**Work to be completed**: Restate the entries word for word, omitting nothing.

Segmentation annotation records:
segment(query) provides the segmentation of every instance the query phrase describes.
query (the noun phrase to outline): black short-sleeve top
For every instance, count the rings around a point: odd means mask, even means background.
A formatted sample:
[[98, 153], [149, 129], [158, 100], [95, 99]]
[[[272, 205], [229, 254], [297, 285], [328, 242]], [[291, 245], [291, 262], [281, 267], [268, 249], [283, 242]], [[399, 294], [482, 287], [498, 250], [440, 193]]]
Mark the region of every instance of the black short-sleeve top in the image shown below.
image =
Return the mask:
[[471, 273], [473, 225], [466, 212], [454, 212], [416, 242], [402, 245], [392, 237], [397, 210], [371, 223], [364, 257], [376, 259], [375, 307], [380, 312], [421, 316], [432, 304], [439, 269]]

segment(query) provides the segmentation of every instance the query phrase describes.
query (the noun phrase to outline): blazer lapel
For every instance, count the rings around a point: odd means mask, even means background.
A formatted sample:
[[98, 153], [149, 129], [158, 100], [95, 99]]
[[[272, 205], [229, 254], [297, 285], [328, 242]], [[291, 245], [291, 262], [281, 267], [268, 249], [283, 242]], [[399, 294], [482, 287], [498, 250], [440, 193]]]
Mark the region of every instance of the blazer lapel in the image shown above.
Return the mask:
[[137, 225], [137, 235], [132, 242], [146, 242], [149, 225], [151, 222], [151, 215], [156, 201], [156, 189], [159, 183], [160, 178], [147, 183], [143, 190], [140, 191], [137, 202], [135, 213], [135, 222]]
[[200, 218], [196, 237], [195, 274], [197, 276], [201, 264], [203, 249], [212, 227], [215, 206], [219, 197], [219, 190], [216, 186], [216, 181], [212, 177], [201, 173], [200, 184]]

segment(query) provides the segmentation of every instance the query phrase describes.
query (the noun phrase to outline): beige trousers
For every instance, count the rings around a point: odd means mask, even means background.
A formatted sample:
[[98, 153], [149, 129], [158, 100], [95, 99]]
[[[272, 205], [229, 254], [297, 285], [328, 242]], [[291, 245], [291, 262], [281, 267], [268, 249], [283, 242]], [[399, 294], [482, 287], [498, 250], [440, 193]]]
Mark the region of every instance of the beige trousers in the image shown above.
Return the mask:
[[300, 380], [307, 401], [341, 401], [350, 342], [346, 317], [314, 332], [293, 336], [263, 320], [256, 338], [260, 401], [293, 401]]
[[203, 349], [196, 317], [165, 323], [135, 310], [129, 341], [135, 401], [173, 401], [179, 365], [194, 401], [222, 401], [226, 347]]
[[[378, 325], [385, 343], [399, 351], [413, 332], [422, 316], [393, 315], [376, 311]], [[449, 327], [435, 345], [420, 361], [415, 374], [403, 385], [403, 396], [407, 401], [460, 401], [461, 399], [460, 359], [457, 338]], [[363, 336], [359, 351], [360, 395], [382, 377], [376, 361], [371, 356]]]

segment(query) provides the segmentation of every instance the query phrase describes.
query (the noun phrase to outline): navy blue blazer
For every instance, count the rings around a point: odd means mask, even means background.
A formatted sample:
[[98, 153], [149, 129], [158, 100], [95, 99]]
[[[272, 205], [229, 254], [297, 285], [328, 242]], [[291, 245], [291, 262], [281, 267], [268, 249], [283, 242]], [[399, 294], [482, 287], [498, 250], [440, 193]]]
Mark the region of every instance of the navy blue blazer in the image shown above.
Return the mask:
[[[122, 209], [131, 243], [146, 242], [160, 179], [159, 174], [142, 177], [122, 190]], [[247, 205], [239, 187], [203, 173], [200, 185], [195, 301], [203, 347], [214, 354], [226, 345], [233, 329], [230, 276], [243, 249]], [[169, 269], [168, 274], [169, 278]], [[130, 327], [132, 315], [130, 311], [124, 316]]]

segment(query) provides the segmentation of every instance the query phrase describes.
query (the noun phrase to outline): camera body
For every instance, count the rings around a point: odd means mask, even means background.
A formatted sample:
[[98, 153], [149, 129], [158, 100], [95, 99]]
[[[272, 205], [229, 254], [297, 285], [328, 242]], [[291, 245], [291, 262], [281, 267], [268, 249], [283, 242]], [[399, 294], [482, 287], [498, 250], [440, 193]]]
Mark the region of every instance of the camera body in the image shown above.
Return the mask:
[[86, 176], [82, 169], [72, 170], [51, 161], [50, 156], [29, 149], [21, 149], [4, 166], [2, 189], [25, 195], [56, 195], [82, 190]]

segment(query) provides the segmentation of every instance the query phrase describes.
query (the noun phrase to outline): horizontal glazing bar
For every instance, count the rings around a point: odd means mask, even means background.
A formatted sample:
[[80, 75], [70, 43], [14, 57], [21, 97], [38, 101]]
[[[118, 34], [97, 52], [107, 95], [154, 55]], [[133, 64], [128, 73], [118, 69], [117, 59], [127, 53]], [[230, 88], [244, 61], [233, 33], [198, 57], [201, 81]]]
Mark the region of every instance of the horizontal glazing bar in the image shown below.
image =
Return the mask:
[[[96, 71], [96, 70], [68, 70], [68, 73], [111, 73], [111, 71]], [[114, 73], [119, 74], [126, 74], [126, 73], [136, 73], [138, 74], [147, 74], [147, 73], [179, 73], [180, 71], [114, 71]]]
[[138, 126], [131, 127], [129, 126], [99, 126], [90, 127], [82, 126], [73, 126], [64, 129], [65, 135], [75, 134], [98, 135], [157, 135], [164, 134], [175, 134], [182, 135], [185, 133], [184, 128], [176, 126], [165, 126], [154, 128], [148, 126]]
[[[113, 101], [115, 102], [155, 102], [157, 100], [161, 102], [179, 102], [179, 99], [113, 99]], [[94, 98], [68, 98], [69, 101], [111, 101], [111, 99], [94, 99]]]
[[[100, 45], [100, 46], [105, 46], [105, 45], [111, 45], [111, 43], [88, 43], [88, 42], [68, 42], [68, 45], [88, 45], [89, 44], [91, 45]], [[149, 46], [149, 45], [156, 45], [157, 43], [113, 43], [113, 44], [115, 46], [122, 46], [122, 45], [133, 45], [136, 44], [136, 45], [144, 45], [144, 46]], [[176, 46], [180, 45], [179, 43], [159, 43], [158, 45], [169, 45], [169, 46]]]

**Result of the exercise**:
segment(query) provides the segmentation of every instance the query phrase describes.
query (the noun phrase to outline): black short-sleeve top
For every instance, count the rings around a point: odd means mask, even means background.
A formatted sample:
[[98, 153], [149, 129], [158, 100], [95, 99]]
[[[272, 205], [229, 254], [297, 285], [328, 242]], [[291, 245], [291, 262], [281, 267], [268, 249], [283, 242]], [[399, 294], [482, 287], [498, 250], [440, 193]]]
Mark the region of every instance of the black short-sleeve top in the image shown below.
image =
Return the mask:
[[471, 273], [473, 225], [466, 212], [454, 212], [416, 242], [402, 245], [392, 237], [397, 210], [371, 223], [364, 257], [376, 259], [375, 307], [380, 312], [421, 316], [432, 304], [439, 269]]

segment(query) provides the segmentation of every instance the query phrase describes.
query (the noun phrase to outline): blazer lapel
For every instance, count the rings around a point: odd means mask, even means background.
A formatted sample:
[[98, 153], [149, 129], [158, 100], [95, 99]]
[[[272, 205], [229, 254], [297, 285], [328, 242]], [[291, 245], [291, 262], [281, 267], [268, 249], [283, 242]], [[399, 294], [482, 287], [498, 250], [440, 193]]]
Mark the region of every instance of the blazer lapel in the image shown above.
Return the mask:
[[137, 225], [137, 235], [132, 242], [146, 242], [149, 225], [151, 222], [151, 215], [156, 201], [156, 189], [159, 183], [160, 178], [147, 183], [143, 190], [140, 191], [137, 202], [135, 213], [135, 222]]
[[200, 218], [196, 237], [195, 274], [197, 276], [201, 264], [203, 249], [212, 227], [215, 206], [219, 197], [219, 190], [216, 186], [216, 181], [212, 177], [201, 173], [200, 184]]

segment(query) provides the segmentation of every instance the query phrase describes.
query (the noun phrase to outline): beige trousers
For every instance, count the rings around a point: odd means mask, even means background.
A formatted sample:
[[98, 153], [149, 129], [158, 100], [95, 99]]
[[[272, 205], [229, 254], [297, 285], [328, 242]], [[291, 245], [291, 262], [281, 267], [268, 249], [283, 242]], [[399, 294], [482, 287], [498, 250], [440, 193]]]
Mark the region of every instance of the beige trousers in the image shown above.
Return the mask:
[[300, 380], [307, 401], [341, 401], [350, 342], [346, 317], [314, 332], [293, 336], [263, 320], [256, 338], [260, 401], [293, 401]]
[[203, 349], [196, 317], [165, 323], [135, 310], [129, 341], [135, 401], [173, 401], [179, 365], [194, 401], [222, 401], [226, 347]]
[[[378, 325], [385, 343], [399, 351], [413, 332], [422, 316], [393, 315], [376, 311]], [[449, 327], [435, 345], [420, 361], [415, 374], [403, 385], [403, 396], [407, 401], [460, 401], [461, 399], [460, 359], [457, 338]], [[363, 336], [359, 351], [360, 395], [382, 377], [376, 361], [371, 356]]]

segment(query) provides the segmentation of every instance the query phrase describes.
query (the noun phrase to outline): navy blue blazer
For every instance, count the rings around a point: odd means mask, even means background.
A formatted sample:
[[98, 153], [149, 129], [158, 100], [95, 99]]
[[[272, 205], [229, 254], [297, 285], [328, 242]], [[291, 245], [291, 262], [281, 267], [268, 249], [283, 242]], [[399, 294], [482, 287], [498, 250], [440, 193]]]
Mark the region of every instance of the navy blue blazer in the image shown above.
Return the mask:
[[[122, 209], [131, 243], [146, 242], [160, 179], [159, 174], [142, 177], [122, 190]], [[247, 205], [239, 187], [203, 173], [200, 185], [195, 301], [203, 347], [214, 354], [226, 345], [233, 329], [230, 276], [243, 249]], [[169, 269], [168, 274], [169, 278]], [[130, 327], [132, 315], [130, 311], [124, 316]]]

segment(query) provides the segmentation of every instance the query phrase describes.
query (the noun phrase to outline): camera body
For every instance, count the rings around a point: odd means mask, even means background.
A formatted sample:
[[98, 153], [149, 129], [158, 100], [95, 99]]
[[[272, 205], [229, 254], [297, 285], [328, 242]], [[291, 245], [291, 262], [281, 267], [268, 249], [283, 242]], [[399, 294], [482, 287], [498, 250], [440, 193]]]
Mark the region of every instance of the camera body in the image shown above.
Return the mask:
[[86, 176], [82, 169], [72, 170], [51, 161], [50, 156], [29, 149], [21, 149], [4, 166], [2, 189], [25, 195], [56, 195], [82, 190]]

segment(query) provides the segmentation of every instance the query phrase describes.
query (the noun phrase to outline): horizontal glazing bar
For every instance, count the rings around a point: odd means mask, even means background.
A formatted sample:
[[80, 75], [70, 43], [14, 57], [21, 97], [38, 101]]
[[[118, 34], [97, 52], [107, 95], [154, 55]], [[133, 64], [128, 73], [118, 69], [117, 59], [127, 53]], [[230, 88], [244, 61], [233, 33], [198, 57], [201, 81]]]
Mark the region of every instance of the horizontal glazing bar in the image shown below.
image =
Return the mask:
[[[96, 71], [96, 70], [68, 70], [68, 73], [111, 73], [111, 71]], [[114, 73], [119, 74], [126, 74], [126, 73], [136, 73], [138, 74], [147, 74], [147, 73], [179, 73], [180, 71], [114, 71]]]
[[138, 126], [131, 127], [129, 126], [99, 126], [90, 127], [82, 126], [73, 126], [64, 129], [65, 135], [75, 134], [98, 135], [157, 135], [164, 134], [175, 134], [182, 135], [185, 133], [184, 128], [176, 126], [165, 126], [154, 128], [148, 126]]
[[[113, 101], [115, 102], [155, 102], [157, 100], [161, 102], [179, 102], [179, 99], [113, 99]], [[94, 98], [68, 98], [69, 101], [111, 101], [111, 99], [94, 99]]]
[[[100, 45], [100, 46], [105, 46], [105, 45], [111, 45], [111, 43], [88, 43], [88, 42], [68, 42], [68, 45], [88, 45], [89, 44], [91, 45]], [[149, 46], [149, 45], [156, 45], [157, 43], [113, 43], [113, 44], [115, 46], [122, 46], [122, 45], [133, 45], [136, 44], [136, 45], [144, 45], [144, 46]], [[176, 46], [180, 45], [179, 43], [159, 43], [158, 45], [169, 45], [169, 46]]]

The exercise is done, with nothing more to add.